* [Passage provided]
India’s strategic policy

Published March 30, 2012

WHAT basic principles should guide India’s foreign and strategic policy over the next decade? Eight eminent Indians with expertise in foreign policy met regularly over a year to answer this question.

The result is a 70-page report released this month titled Nonalignment 2.0: A Foreign and Strategic Policy for India in Twenty First Century. An informed understanding of India’s strategic outlook holds value for Pakistani analysts and policymakers as well.

According to the contributors to the report, the objective of India’s strategy should be to give the country more options in its relations with the rest of the world. The document aims to offer a framework of foreign and strategic policy that is appropriate for the economic development of India. Globalisation provides more opportunities than risks as long as the country uses this window of opportunity intelligently, says the report.

The story of Indian policy is a combination of several unresolved dilemmas. During the Cold War years, geographically distant developing countries saw India as a friendly voice. For its immediate, smaller, neighbours, however, India was a bully that in turn coerced and cajoled. While the US and the erstwhile Soviet Union initially considered India a pesky non-aligned power, for China here was a stubborn neighbour who interfered in its internal affairs in collusion with the US. Some of these perceptions remain intact and India’s strategic thought and actions appear to suggest that future may not be too different.

Pakistan permeates the 70 pages and, along with China, is allotted independent sections. According to the document, India is widely recognised as an emerging power and its economic, military, and political salience will grow in South Asia and beyond; but sensible Indians know it “cannot hope to arrive as a great power if it is unable to manage relationships within South Asia”. The Gujral doctrine of going the extra mile in dealings with neighbours gets a conceptual facelift in this report, while Pakistan remains an overriding, though somewhat misunderstood, concern. The report incorrectly assumes that everyone in Pakistan’s military and the bureaucratic and political elite believe “that it is only cross-border terrorism that compels India to engage with Pakistan and accommodate its interests” (p.18). And, the authors of the report feel that the presence of nuclear weapons imposes constraints on India’s “countervailing strategy”.

[Object point labels]
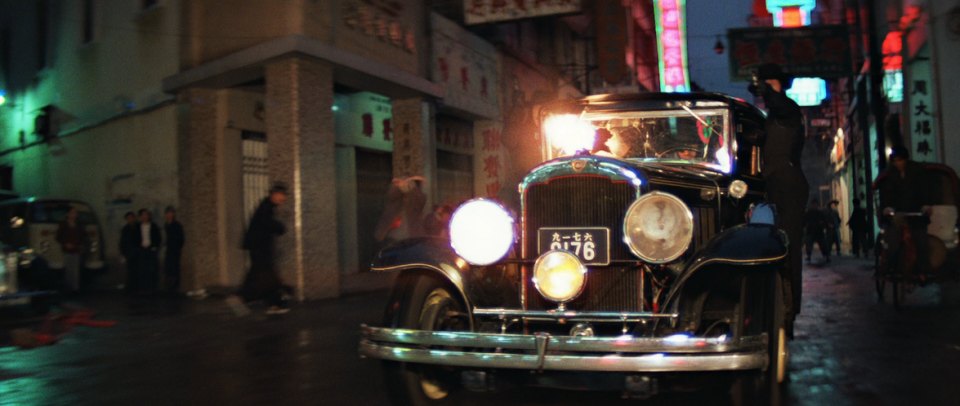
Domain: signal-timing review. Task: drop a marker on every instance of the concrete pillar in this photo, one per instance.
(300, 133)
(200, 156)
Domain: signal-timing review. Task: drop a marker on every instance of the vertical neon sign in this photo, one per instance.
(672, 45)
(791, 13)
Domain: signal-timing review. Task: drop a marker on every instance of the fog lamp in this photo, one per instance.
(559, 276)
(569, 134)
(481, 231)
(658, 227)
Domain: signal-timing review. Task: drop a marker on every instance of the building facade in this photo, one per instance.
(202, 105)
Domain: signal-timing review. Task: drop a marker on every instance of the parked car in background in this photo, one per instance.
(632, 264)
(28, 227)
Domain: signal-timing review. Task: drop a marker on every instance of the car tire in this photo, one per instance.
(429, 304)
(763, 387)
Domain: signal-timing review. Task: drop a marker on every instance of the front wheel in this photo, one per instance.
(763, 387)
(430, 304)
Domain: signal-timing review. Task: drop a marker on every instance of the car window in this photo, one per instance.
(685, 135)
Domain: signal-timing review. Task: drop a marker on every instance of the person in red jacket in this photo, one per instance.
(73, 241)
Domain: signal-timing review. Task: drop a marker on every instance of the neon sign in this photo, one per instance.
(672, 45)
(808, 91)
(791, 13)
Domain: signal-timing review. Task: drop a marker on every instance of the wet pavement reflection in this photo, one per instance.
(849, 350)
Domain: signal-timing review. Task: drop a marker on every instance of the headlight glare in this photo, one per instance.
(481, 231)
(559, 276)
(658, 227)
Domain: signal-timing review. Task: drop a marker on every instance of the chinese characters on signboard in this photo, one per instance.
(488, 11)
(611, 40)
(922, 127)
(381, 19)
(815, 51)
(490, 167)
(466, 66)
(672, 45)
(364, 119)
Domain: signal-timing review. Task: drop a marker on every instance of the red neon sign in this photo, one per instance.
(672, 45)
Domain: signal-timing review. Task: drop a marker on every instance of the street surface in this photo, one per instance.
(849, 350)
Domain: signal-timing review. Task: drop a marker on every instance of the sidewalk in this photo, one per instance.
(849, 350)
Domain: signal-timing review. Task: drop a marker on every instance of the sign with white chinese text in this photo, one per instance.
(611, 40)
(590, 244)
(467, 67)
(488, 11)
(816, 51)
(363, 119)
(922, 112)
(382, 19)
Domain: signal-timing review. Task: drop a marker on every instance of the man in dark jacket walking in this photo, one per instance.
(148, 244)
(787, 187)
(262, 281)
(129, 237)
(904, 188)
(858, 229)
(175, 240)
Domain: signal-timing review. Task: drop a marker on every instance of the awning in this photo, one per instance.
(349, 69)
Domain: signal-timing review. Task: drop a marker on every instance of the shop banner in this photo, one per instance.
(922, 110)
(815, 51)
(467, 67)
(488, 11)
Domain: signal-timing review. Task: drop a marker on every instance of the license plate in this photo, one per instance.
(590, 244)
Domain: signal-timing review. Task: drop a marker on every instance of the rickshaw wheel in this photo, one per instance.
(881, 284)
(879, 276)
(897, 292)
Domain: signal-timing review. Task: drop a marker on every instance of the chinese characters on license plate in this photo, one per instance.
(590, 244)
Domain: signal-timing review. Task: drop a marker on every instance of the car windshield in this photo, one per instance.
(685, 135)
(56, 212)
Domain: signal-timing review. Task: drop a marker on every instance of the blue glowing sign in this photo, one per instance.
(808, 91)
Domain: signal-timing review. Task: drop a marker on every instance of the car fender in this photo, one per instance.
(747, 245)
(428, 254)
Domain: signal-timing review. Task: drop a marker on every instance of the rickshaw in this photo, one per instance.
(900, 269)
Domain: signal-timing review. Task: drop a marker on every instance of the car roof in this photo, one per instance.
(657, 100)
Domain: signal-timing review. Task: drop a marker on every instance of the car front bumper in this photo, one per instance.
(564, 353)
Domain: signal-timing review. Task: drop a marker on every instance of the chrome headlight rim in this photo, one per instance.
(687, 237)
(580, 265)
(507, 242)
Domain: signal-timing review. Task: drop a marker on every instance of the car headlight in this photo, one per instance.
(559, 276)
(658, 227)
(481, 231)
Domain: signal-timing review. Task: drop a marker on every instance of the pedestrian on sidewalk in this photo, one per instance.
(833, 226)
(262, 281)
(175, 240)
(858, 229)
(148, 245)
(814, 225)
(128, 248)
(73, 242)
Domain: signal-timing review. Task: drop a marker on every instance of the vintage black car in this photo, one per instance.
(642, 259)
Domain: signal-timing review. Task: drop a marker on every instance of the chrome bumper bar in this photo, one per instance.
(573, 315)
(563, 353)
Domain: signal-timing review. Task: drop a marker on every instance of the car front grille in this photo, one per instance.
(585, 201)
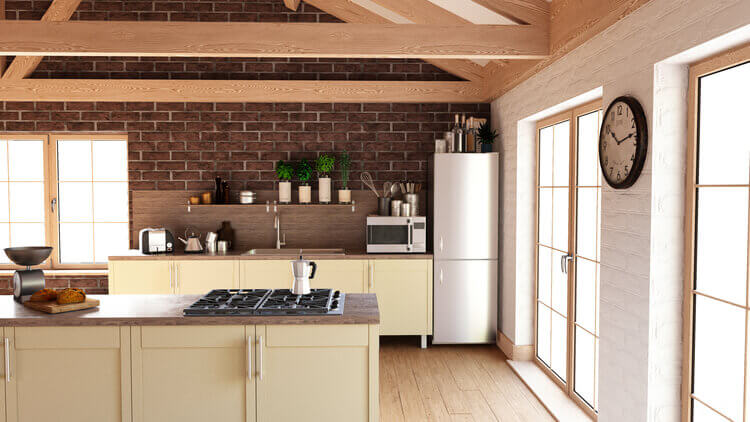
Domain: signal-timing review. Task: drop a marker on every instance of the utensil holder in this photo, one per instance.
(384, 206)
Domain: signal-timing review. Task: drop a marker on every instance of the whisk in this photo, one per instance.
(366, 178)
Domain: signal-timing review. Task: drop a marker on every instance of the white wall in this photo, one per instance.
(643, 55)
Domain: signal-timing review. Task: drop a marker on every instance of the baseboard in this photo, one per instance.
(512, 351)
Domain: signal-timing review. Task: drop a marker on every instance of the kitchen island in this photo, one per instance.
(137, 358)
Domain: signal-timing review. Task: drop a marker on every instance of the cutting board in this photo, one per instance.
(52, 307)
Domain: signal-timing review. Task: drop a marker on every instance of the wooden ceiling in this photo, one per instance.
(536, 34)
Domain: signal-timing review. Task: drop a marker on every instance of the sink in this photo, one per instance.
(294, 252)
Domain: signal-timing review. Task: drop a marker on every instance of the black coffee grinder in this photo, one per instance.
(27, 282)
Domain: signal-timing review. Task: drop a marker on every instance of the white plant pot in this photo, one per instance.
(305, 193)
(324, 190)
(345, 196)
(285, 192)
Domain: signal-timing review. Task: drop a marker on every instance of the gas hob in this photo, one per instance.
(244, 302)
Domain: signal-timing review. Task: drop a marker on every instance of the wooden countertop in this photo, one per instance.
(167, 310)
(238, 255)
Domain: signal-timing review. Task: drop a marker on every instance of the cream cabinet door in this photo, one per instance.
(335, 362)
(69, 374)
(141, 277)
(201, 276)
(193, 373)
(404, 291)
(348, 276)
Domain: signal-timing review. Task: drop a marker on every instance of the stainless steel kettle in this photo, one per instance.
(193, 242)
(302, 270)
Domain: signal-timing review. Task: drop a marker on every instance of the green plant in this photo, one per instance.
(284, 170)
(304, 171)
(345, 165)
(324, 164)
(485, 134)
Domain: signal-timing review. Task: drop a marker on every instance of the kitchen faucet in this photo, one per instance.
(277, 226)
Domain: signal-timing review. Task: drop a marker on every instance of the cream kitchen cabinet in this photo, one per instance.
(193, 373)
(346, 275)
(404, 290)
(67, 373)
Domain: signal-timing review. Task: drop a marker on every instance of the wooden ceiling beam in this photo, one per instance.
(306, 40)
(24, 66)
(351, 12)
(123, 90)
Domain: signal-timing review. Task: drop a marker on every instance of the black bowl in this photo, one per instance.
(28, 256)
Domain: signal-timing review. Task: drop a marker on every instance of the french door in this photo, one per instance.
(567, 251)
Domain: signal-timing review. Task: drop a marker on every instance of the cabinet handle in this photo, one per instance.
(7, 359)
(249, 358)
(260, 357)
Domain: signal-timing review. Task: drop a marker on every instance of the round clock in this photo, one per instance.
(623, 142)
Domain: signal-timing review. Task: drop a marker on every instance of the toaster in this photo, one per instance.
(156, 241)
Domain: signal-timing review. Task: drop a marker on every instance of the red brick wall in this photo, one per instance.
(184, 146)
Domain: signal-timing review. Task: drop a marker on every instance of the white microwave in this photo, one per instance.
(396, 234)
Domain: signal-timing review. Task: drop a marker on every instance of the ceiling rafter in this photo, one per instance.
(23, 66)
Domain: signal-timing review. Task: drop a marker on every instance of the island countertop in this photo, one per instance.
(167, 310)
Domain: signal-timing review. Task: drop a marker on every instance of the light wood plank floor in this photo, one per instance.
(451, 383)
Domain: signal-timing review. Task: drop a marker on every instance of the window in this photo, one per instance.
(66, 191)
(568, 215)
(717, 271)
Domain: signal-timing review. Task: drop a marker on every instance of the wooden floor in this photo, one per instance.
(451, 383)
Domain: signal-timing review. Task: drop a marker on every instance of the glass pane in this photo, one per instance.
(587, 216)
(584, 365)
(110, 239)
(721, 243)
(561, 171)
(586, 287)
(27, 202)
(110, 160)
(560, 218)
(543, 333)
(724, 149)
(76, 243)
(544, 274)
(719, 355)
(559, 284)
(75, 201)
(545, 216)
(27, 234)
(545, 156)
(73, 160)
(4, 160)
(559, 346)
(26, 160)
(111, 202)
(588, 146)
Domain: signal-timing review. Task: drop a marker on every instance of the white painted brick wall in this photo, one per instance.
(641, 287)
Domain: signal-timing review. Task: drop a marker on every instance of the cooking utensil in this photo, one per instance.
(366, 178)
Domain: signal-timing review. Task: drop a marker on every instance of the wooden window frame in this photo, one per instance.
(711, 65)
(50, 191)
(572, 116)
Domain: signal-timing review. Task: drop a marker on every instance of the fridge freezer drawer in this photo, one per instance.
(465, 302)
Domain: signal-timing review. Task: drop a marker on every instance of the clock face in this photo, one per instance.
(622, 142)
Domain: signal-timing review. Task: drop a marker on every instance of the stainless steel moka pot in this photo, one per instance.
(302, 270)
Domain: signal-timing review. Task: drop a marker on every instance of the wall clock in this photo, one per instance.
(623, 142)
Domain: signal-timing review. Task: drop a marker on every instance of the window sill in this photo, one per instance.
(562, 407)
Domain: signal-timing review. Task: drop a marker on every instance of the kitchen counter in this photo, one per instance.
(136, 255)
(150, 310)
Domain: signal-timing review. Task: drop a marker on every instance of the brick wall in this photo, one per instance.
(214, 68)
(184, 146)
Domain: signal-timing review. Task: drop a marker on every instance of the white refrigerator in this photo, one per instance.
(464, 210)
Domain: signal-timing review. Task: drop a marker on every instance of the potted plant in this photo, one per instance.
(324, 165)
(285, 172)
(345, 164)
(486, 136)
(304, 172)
--
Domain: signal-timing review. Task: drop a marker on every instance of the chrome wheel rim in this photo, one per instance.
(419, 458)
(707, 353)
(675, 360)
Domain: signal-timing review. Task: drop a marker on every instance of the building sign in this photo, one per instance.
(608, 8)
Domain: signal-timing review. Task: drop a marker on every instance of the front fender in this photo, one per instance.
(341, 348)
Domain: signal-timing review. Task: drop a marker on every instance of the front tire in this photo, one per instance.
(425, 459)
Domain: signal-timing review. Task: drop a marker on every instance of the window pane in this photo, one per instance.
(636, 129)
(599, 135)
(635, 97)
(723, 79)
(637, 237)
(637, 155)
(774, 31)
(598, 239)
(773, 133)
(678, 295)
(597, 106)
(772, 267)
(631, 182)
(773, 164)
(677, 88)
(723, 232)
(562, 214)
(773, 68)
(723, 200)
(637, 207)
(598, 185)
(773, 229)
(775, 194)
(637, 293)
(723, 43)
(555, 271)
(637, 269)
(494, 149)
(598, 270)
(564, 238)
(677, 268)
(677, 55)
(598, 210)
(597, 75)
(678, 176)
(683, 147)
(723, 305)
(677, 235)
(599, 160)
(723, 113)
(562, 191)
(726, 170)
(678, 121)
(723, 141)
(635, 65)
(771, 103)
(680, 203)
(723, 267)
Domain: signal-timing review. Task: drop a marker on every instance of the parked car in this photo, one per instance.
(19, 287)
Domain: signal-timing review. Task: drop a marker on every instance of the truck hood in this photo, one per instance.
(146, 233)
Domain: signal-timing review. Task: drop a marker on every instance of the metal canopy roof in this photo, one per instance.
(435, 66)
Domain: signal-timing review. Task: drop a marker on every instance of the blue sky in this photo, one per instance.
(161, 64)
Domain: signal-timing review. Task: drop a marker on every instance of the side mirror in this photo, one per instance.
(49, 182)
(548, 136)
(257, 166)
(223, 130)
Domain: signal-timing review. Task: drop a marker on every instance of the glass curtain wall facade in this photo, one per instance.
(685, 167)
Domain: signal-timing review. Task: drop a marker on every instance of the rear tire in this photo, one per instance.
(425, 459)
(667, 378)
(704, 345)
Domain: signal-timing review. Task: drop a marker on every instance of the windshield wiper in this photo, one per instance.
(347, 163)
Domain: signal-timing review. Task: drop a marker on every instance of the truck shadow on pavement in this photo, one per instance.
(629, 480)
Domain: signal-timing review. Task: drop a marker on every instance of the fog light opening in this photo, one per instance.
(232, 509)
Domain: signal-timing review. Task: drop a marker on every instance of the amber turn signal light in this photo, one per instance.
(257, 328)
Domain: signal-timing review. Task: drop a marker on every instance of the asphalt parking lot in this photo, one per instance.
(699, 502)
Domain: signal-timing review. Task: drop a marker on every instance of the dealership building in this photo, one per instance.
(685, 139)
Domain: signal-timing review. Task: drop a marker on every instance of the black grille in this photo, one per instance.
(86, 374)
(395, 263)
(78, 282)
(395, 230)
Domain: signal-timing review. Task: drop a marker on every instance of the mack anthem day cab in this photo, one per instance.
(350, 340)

* [Exercise task 1]
Answer these questions using the article on India's strategic policy:
(a) How many people contributed to the report?
(b) What is the full title of the report?
(c) During the Cold War, how did India's immediate, smaller neighbours see it?
* [Exercise task 2] Render this sentence from the article on India's strategic policy in Spanish: "Eight eminent Indians with expertise in foreign policy met regularly over a year to answer this question."
* [Exercise task 3] Extend the article on India's strategic policy with a further paragraph that picks up after its last sentence.

* [Written answer 1]
(a) Eight eminent Indians with expertise in foreign policy.
(b) Nonalignment 2.0: A Foreign and Strategic Policy for India in Twenty First Century.
(c) As a bully that in turn coerced and cajoled.

* [Written answer 2] Ocho destacados indios con experiencia en política exterior se reunieron con regularidad durante un año para responder a esta pregunta.

* [Written answer 3]
Suggestions on dealing with Pakistan constitute a mixed bag that is likely to keep South Asia hostage to India-Pakistan hostility. Indian policymakers realise the importance of “the US handle” in putting Pakistan under pressure over what they term “cross-border terrorism”, but they are mindful of the limited value of this. In terms of positives, the report recommends keeping channels of communication open even in the light of any setback such as the Mumbai attacks, seeking more military-to-military exchanges, and facilitating ordinary Pakistanis in visiting India. On the negative side, it calls for exerting diplomatic pressure on Pakistan by expressing concern over this country’s internal issues.

India has become the world’s largest importer of arms and is set to spend about $40.5bn on defence during 2012-13. It will buy arms worth $100bn over the next five years. The “capture of significant amounts of Pakistan’s territory continues to be the primary military objective underpinning the doctrine and organisation of the Indian Armed Forces” (p.39), notes the report. But it points out that this is no longer tenable owing to the nuclear equation and the document asks New Delhi to review its operational doctrine and structures by putting emphasis on air and cyber power. Equally problematic is the claim that China can opt for a land grab policy through the use of force.

India’s arms splurge constitutes the recipe for a classical security dilemma where its adversaries would view development as a source of insecurity. Under such circumstances, an arms race becomes a distinct possibility.

If Pakistan and China occupy the imagination of Indian strategists for mainly traditional security reasons, the Middle East makes it in because the region is the source of 63 per cent of crude oil for India, with trade worth $93bn and six million Indian expatriates remitting $35bn annually.

India will continue to have warm relations with both the US and Russia, says the report. Shared reservations regarding China will bring Washington and New Delhi closer but the report does not recommend entering into a formal alliance. Nevertheless, it points out that overall, the points of convergence in Indo-US interests outnumber the irritants. A groundswell of goodwill for India in Washington will be a valuable source of strength for Indian policymakers in the years to come. Russia remains India’s main source of arms and the latter’s appetite for these goods mean even closer ties in the future.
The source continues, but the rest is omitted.